Collected data:

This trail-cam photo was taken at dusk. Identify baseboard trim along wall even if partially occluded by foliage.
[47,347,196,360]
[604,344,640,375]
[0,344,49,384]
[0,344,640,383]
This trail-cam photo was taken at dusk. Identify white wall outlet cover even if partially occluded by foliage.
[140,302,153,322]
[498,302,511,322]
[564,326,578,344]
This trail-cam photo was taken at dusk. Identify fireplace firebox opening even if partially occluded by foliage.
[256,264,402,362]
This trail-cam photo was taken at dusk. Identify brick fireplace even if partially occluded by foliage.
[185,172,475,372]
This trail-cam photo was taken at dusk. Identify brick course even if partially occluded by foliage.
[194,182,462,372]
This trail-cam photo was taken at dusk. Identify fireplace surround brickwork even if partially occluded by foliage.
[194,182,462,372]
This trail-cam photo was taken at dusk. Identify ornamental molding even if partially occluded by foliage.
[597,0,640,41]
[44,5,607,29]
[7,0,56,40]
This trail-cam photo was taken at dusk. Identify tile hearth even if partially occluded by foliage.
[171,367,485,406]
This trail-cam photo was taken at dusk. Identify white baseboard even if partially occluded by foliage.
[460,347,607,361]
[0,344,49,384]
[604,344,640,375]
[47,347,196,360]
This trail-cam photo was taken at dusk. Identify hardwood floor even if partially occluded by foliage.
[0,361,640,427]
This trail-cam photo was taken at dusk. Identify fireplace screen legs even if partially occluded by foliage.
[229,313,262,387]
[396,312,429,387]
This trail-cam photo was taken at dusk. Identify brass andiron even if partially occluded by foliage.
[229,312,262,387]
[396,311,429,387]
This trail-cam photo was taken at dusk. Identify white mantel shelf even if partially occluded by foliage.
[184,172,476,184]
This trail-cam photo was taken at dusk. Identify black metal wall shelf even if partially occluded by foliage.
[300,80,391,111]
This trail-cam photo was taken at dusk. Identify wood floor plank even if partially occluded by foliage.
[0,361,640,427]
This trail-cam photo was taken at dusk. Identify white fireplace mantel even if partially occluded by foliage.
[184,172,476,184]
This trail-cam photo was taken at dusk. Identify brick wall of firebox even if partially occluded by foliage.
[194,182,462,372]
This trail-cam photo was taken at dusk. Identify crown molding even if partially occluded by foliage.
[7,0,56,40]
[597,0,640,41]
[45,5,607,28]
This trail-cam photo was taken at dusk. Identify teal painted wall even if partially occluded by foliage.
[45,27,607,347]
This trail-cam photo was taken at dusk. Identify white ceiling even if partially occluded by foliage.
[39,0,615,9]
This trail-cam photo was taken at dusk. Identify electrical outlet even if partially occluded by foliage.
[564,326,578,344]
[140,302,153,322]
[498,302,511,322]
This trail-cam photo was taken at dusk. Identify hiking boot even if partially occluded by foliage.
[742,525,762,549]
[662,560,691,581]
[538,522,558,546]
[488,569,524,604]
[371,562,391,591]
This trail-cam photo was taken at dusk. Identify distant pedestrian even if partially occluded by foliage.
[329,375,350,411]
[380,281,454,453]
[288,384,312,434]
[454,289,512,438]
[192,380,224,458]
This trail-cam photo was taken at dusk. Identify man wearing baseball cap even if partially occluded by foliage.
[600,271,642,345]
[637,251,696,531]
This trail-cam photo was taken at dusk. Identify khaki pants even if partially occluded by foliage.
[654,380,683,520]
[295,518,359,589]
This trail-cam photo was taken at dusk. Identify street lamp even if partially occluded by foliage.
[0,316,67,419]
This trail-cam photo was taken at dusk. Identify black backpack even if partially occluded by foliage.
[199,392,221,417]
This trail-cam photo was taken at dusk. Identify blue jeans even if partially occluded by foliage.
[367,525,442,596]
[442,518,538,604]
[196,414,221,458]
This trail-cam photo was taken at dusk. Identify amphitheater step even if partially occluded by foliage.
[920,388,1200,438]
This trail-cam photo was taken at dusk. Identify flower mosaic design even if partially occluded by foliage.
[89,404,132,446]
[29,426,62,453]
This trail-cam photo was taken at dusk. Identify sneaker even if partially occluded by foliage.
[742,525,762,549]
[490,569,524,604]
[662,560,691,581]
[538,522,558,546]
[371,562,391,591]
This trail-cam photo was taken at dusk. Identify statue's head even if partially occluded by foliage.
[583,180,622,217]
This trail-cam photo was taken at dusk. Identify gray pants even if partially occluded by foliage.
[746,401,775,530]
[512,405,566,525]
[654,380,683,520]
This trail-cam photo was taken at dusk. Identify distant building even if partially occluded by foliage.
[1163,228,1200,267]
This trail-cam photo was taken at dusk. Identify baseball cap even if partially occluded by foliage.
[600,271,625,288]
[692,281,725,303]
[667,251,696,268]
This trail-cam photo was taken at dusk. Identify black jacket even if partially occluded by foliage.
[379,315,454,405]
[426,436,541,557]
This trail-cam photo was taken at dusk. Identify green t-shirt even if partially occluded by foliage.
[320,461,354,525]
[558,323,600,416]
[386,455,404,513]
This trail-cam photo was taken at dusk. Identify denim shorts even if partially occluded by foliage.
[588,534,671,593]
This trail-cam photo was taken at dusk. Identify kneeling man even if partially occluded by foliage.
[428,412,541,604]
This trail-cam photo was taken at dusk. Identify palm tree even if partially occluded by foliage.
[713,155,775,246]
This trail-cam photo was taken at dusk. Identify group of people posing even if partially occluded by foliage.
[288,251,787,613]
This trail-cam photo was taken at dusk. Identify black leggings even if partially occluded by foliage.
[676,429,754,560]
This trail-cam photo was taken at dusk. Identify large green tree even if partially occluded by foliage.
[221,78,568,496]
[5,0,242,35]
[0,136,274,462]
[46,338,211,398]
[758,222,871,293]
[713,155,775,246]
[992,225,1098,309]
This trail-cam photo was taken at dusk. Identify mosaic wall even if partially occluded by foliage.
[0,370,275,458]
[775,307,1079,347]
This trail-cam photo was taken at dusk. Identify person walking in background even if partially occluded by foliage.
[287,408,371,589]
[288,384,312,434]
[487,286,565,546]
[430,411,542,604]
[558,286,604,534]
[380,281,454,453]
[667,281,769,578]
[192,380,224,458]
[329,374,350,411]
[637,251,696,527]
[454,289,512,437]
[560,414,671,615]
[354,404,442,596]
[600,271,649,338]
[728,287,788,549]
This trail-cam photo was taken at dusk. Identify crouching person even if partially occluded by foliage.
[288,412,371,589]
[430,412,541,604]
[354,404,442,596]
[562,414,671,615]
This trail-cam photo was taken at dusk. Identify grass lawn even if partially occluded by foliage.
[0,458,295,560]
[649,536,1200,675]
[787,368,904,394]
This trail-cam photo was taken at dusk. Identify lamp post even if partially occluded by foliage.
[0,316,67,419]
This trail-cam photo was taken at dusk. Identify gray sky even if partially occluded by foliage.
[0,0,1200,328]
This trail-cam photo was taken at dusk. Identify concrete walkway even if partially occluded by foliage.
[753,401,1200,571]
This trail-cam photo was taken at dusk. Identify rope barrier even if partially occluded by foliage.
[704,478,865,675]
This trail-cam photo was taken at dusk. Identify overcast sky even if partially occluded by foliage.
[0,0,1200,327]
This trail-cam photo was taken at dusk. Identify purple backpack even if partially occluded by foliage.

• [Work required]: Convert every one of the entries above into a numbered list, omitting any blank lines.

• [Exercise response]:
1. This trail-cam photo was taken at dusk. Identify baseboard trim along wall even if partially occluded by foliage.
2. [47,347,196,360]
3. [604,344,640,375]
4. [0,344,49,384]
5. [0,344,640,383]
6. This trail-cam photo was taken at dusk. Identify white wall outlet cover even if partially occluded by foliage.
7. [140,302,153,322]
8. [498,302,511,322]
9. [564,326,578,344]
10. This trail-cam photo was taken at dusk. Identify fireplace firebox opening even if partially occluded by foliage.
11. [256,264,402,362]
12. This trail-cam photo was taken at dusk. Identify brick fireplace even if partially occluded by foliage.
13. [185,172,475,372]
14. This trail-cam photo was taken at dusk. Identify brick course even if partially occluded by foliage.
15. [194,182,462,372]
16. This trail-cam photo was taken at dusk. Identify fireplace surround brickwork even if partially occluded by foliage.
17. [194,182,462,372]
18. This trail-cam photo was taken at dusk. Identify ornamental molding even if partially occluded by foliage.
19. [597,0,640,41]
20. [44,5,607,29]
21. [7,0,56,40]
22. This trail-cam photo was taken at dusk. Identify tile hearth even if partially occluded by foliage.
23. [171,367,485,406]
24. This trail-cam photo was taken at dusk. Identify white baseboard even if partially occluded by foliage.
25. [460,347,607,361]
26. [0,344,49,384]
27. [604,344,640,375]
28. [47,347,196,360]
29. This trail-cam photo was taken at dusk. Identify hardwood floor even if partially occluded by foliage.
30. [0,361,640,427]
31. This trail-cam photo was taken at dusk. Identify fireplace screen legs even if partially occluded by foliage.
32. [229,313,262,387]
33. [396,312,429,387]
34. This trail-cam photo was taken at dusk. Identify brass andiron even if partially occluded by foliage.
35. [229,312,262,387]
36. [396,311,429,387]
37. This trail-cam photo was taken at dusk. Identify white mantel shelf even if partially occluded by foliage.
38. [184,172,476,184]
39. This trail-cam photo was taken at dusk. Identify black metal wall shelf even if partially occluded by foliage.
40. [300,80,391,111]
41. This trail-cam photo was taken at dusk. Identify wood floor plank even if partially occluded by foliage.
42. [0,361,640,427]
43. This trail-cam photo was taken at dusk. Identify white fireplace mantel even if partially occluded by foliage.
44. [184,172,476,184]
45. This trail-cam photo was taken at dusk. Identify brick wall of firebox even if partially occluded by foliage.
46. [194,182,462,372]
47. This trail-cam photo was taken at dusk. Identify crown molding even if partially occluded by foliage.
48. [7,0,56,40]
49. [597,0,640,41]
50. [45,5,607,28]
51. This trail-cam photo was taken at dusk. Identify teal painted wall even if partially occluded by foliage.
52. [45,27,607,347]
53. This trail-cam photo was taken at dusk. Identify white ceiling even if partially occluded by foliage.
54. [39,0,615,9]
55. This trail-cam photo was taken at dusk. Identify electrical outlet even if partially occluded by foliage.
56. [564,326,578,344]
57. [140,302,153,322]
58. [498,302,511,322]
59. This trail-cam photo was taken at dusk. Identify hiking boot even if partially occluded by foliage.
60. [742,525,762,549]
61. [662,560,691,581]
62. [538,522,558,546]
63. [488,569,524,604]
64. [371,562,391,591]
65. This trail-cam photo was taken at dusk. Identify distant pedestrian even if partially occluded by foliage.
66. [329,375,350,411]
67. [380,281,454,453]
68. [288,384,312,434]
69. [454,289,512,438]
70. [192,380,224,458]
71. This trail-cam photo was taken at dusk. Identify man wearing baseball cap even if partially occluded by foliage.
72. [600,271,642,345]
73. [637,251,696,531]
74. This trail-cam photo was taken at dusk. Identify khaki pants even if partially occluded by foliage.
75. [654,380,683,520]
76. [295,518,359,589]
77. This trail-cam photo was taken at dusk. Identify street lamp even if partially occluded by foliage.
78. [0,316,67,419]
79. This trail-cam photo was taken at dusk. Identify black backpack even if partially occluded by foliage.
80. [199,392,221,417]
81. This trail-cam photo was taken at dusk. Identify blue jeans even if partially occluded by foliage.
82. [367,525,442,596]
83. [442,518,538,604]
84. [196,414,221,458]
85. This trail-cam photo was taken at dusk. Identify amphitheater step even if partially occluded by foliage.
86. [920,388,1200,438]
87. This trail-cam photo was taken at dusk. Identify flower mosaic design even if partially occluded by foliage.
88. [89,404,132,446]
89. [29,426,62,453]
90. This trail-cam photo was taken at dusk. Identify sneaker even if partially occluded by foliage.
91. [742,525,762,549]
92. [490,569,524,604]
93. [662,560,691,581]
94. [538,522,558,546]
95. [371,562,391,591]
96. This trail-cam photo was taken at dusk. Identify statue's head even if partially occluded by foliage.
97. [583,180,622,217]
98. This trail-cam photo was taken at dusk. Identify gray pants even if partially occluded by foliage.
99. [746,401,775,530]
100. [512,405,566,525]
101. [654,380,683,520]
102. This trail-cam photo was taken at dusk. Identify distant building even if partially occluded by foliage.
103. [1163,228,1200,267]
104. This trail-cam photo was taken at dusk. Identify baseball cap even if partially occluded by foliage.
105. [600,271,625,288]
106. [692,281,725,303]
107. [667,251,696,268]
108. This trail-cam photo was taken at dusk. Identify black jacket even if partially occluded by foliage.
109. [379,315,454,405]
110. [426,436,541,557]
111. This trail-cam photo was taken at dusk. Identify green t-shirt even if partially occluded by foliage.
112. [320,461,354,525]
113. [558,323,600,416]
114. [386,455,404,513]
115. This trail-cam photo was taken at dusk. Identify denim shorts even if partially occluded by foliage.
116. [588,534,671,593]
117. This trail-cam photo was taken at dusk. Identify kneeling man even if partially occluded by foliage.
118. [428,412,541,604]
119. This trail-cam photo was taken at dusk. Identify palm tree even if partially occluded by foliage.
120. [713,155,775,246]
121. This trail-cam photo was taken at dusk. Identify group of people posing even if partially occluded by foliage.
122. [288,251,787,613]
123. This trail-cam photo was taken at dusk. Identify black leggings even if partially occluded by foliage.
124. [676,429,754,560]
125. This trail-cam photo was taken at dusk. Identify large green tree even if partially occluded by foliage.
126. [221,78,568,496]
127. [5,0,242,35]
128. [0,136,274,462]
129. [46,338,211,398]
130. [758,222,871,293]
131. [713,155,775,246]
132. [992,225,1098,309]
133. This trail-cam photo was taken at dusk. Identify mosaic wall even if partially occluded by foliage.
134. [0,370,275,458]
135. [775,307,1079,347]
136. This trail-cam photo was taken at dusk. Identify person walking in background even if partially occluded by foliage.
137. [287,408,371,589]
138. [288,384,312,434]
139. [487,286,565,546]
140. [430,411,542,604]
141. [558,286,604,534]
142. [380,281,454,453]
143. [667,281,769,578]
144. [192,380,224,458]
145. [329,374,350,411]
146. [637,251,696,527]
147. [454,289,512,437]
148. [560,414,671,615]
149. [354,404,442,596]
150. [600,271,649,338]
151. [728,287,788,549]
152. This trail-cam photo was taken at dusk. Identify crouching person even if partially occluded by foliage.
153. [288,412,371,589]
154. [430,412,541,604]
155. [354,404,442,596]
156. [562,414,671,615]
157. This trail-cam photo was taken at dusk. Identify grass lawn even if partially occluded by foliage.
158. [0,458,295,560]
159. [649,536,1200,675]
160. [787,368,904,394]
161. This trail-cam photo was taken at dusk. Identify lamp post even if partially occluded by foliage.
162. [0,316,67,419]
163. This trail-cam photo was taken at dusk. Identify gray sky even if partially occluded by foliage.
164. [0,0,1200,328]
165. This trail-cam photo was taken at dusk. Identify concrete walkway even if partially occluded by foliage.
166. [753,401,1200,571]
167. This trail-cam photo was taken at dusk. Identify rope barrier even if partially occluded by foliage.
168. [704,478,865,675]
169. This trail-cam photo was taken at dusk. Identify overcast sky even if partially occluded by foliage.
170. [0,0,1200,327]
171. This trail-cam photo was taken at dusk. Identify purple backpack even if partially occluded by foliage.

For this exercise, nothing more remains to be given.